*** Opening of PASSAGE ***
Assembly Room, A. K. Smiley Public Library


SUMMARY OF PAPER

This paper updates a paper presented on April 25,1985 entitled "THE KNIGHT BLOOMING KIWI". Seventeen years later, "KIWI TWO" describes how the author markets his kiwifruit since his first paper and ponders how, at eighty years of age and still active, will this business, established thirty two years ago, end.

BACKGROUND OF THE AUTHOR

Robert Knight was born in Redlands, California in 1922. He was the sixth of nine children. He went through the Redlands Public School System, graduating from Redlands High School in 1939. He graduated from the University of Redlands in May of 1943 and immediately reported to Notre, Dame University in South Bend, Indiana as a U. S. NAVY RESERVE MIDSHIPMAN.

The author served four years of active duty with the USN in the South Pacific and Philippine Islands in the protection of ships from magnetic mines. At the end of the war he returned to Redlands and married Winifred Peters of Redlands. In 1946 they bought the orange grove in the Crafton area where they still live today.

As a result of the citrus freeze of 1949, he returned to the University of Redlands to get his teaching credential and Masters Degree. He taught school in the Redlands Public Schools for two years, then taught for twenty-five years more in the San Bernardino Public Schools. He has taught classes at both San Bernardino Valley College and Crafton Hills College.

In 1976 he retired from teaching to devote full time to his kiwi fruit growing and packing business which he started in 1970. He now owns and operates the only kiwifruit packing house in Southern California.


                    Kiwi II

On April 25th. 1985, I presented  my first paper before this esteemed club.  The title of my paper was:  The Knight Blooming Kiwi.  I looked over our membership  information sheet, just recently passed out, and found that only 8 of our present forty active club members belonged to the Fortnightly Club at the time that I presented my first paper, entitled “The Knight Blooming Kiwi”.  After the presentation of the paper, the discussion with questions,  etc. was quite lively.  Several members suggested to me that it would be of interest to prepare a second  paper after an interval of some years had passed to see how conditions, ideas, and results of continued kiwi  production and marketing stayed the same or resulted in different expectations from that expressed in 1985.

          This paper, Kiwi II, is then an attempt  to show what ideas I have about this “business” that I started in 1970.  I was 48 years old in 1970 and will be 80 years old in April.  Little did I anticipate that I would still be growing kiwifruit at the age of 80. In the first paper I told about the derivation of the name kiwi. The history of development of the fruit from a very small fruit, eaten only by monkeys in the Yangtze River area of China to the present,1985, Hayward variety of fruit which is mostly the variety which is sold in today’s markets.  I told about the ideal climate and best growing conditions as well as pests and diseases, irrigation, fertilization, as well as other cultural necessities.
*** Close of PASSAGE ***
*** Opening of MATERIAL PROVIDED ***
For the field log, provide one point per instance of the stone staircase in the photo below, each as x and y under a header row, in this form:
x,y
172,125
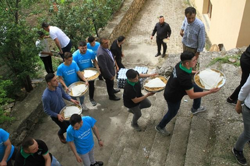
*** Close of MATERIAL PROVIDED ***
§ WHAT IS BEING ASKED
According to the kiwifruit paper, in what year did Robert Knight start his kiwifruit growing and packing business?

§ TASK RESPONSE
1970